**Problem statement**
Can the data below be echoed back word for word?

Object position labeling entries:

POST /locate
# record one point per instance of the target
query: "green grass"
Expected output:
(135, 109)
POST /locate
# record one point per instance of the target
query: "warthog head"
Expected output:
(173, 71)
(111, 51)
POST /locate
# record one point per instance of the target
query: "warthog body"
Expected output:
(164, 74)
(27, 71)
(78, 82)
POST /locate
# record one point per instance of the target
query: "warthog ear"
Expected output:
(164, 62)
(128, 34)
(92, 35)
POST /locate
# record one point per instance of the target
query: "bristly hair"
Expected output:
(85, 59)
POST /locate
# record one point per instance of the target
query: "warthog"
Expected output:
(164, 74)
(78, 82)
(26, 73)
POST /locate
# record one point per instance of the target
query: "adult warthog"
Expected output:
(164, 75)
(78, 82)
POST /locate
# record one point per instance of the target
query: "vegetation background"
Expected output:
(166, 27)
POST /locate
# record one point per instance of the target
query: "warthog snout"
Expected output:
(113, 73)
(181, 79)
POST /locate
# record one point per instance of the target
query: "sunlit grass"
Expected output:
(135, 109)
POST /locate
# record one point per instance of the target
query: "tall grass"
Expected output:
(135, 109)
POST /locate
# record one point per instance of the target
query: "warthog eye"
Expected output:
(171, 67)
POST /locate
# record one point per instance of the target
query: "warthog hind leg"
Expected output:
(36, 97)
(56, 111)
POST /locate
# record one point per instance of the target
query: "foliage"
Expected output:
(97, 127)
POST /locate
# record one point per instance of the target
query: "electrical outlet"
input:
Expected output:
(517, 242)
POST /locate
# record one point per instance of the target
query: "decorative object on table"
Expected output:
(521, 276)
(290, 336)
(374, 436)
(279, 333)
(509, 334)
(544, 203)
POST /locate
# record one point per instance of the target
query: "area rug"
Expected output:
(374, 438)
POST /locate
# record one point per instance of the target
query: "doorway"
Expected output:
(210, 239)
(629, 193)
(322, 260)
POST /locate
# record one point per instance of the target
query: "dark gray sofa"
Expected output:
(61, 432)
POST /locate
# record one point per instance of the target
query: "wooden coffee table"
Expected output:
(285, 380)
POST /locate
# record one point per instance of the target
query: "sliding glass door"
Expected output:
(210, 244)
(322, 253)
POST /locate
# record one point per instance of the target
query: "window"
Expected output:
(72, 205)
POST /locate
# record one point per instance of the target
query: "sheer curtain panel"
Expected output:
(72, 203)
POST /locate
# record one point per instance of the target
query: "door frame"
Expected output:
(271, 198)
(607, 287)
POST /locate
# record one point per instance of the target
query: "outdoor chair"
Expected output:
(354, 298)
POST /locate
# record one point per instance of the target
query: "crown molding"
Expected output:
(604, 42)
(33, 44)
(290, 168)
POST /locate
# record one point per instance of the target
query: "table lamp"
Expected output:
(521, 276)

**Answer to the problem**
POST /locate
# record one point per instance of the target
query: "green grass"
Expected output:
(135, 109)
POST /locate
# record one point per instance of the target
query: "warthog head"
Expected output:
(173, 71)
(111, 51)
POST /locate
# record one point per instance of the target
query: "warthog body"
Expected output:
(164, 74)
(27, 71)
(78, 82)
POST /locate
# record one point per instance of the target
query: "warthog ear"
Expected output:
(164, 62)
(128, 34)
(92, 35)
POST /locate
# record one point per instance of the target
query: "bristly hair"
Expected output:
(85, 59)
POST /locate
# record one point per instance of the target
query: "warthog"
Expected output:
(164, 74)
(78, 82)
(26, 73)
POST /locate
# record one point per instance of the target
query: "adult warthog"
Expected output:
(164, 75)
(78, 82)
POST /locate
# record one point per instance of the target
query: "vegetation background"
Expected output:
(166, 27)
POST /locate
# record one point per instance of the target
query: "warthog snout"
Expected output:
(113, 73)
(181, 79)
POST /locate
# record one point per instance of the target
query: "sunlit grass"
Expected output:
(135, 109)
POST /locate
# record one point per instance of the target
query: "tall grass"
Expected output:
(135, 109)
POST /locate
# record one point per instance of the target
query: "warthog eye"
Expected output:
(171, 67)
POST /locate
# record one point per instance of the target
query: "warthog hind leg"
Expected output:
(36, 97)
(56, 111)
POST /locate
# record one point per instance of the target
query: "foliage"
Expected output:
(97, 127)
POST /locate
# record one point per instance of the target
query: "electrical outlet"
input:
Expected output:
(517, 242)
POST /locate
# record one point per instance of the target
query: "decorative object on table"
Expected output:
(521, 276)
(290, 336)
(374, 436)
(279, 333)
(509, 334)
(544, 203)
POST /locate
# record one point per instance of the target
query: "area rug"
Expected output:
(374, 438)
POST /locate
# record one point per instance of the target
query: "doorway"
Expected output:
(210, 239)
(629, 193)
(322, 260)
POST /locate
# record one point per instance of the target
query: "dark gray sofa"
Expected output:
(61, 432)
POST /locate
# record one point per instance of the target
query: "wooden coffee table"
Expected output:
(285, 380)
POST /locate
# record one point per instance of the target
query: "sliding glass door"
Expected output:
(210, 244)
(322, 253)
POST /locate
# record one point per instance of the target
query: "window"
Expected output:
(72, 205)
POST /locate
# record one point per instance of the target
query: "sheer curtain panel"
Expected output:
(72, 203)
POST /locate
# record one point per instance of the target
query: "door frame"
Expected output:
(271, 198)
(607, 287)
POST /locate
# record one point per instance of the target
query: "outdoor chair"
Expected output:
(354, 298)
POST /locate
# record one point per instance of the target
query: "crown molding"
Expected output:
(604, 42)
(33, 44)
(290, 168)
POST /locate
# record one point per instance of the target
query: "table lamp"
Expected output:
(521, 276)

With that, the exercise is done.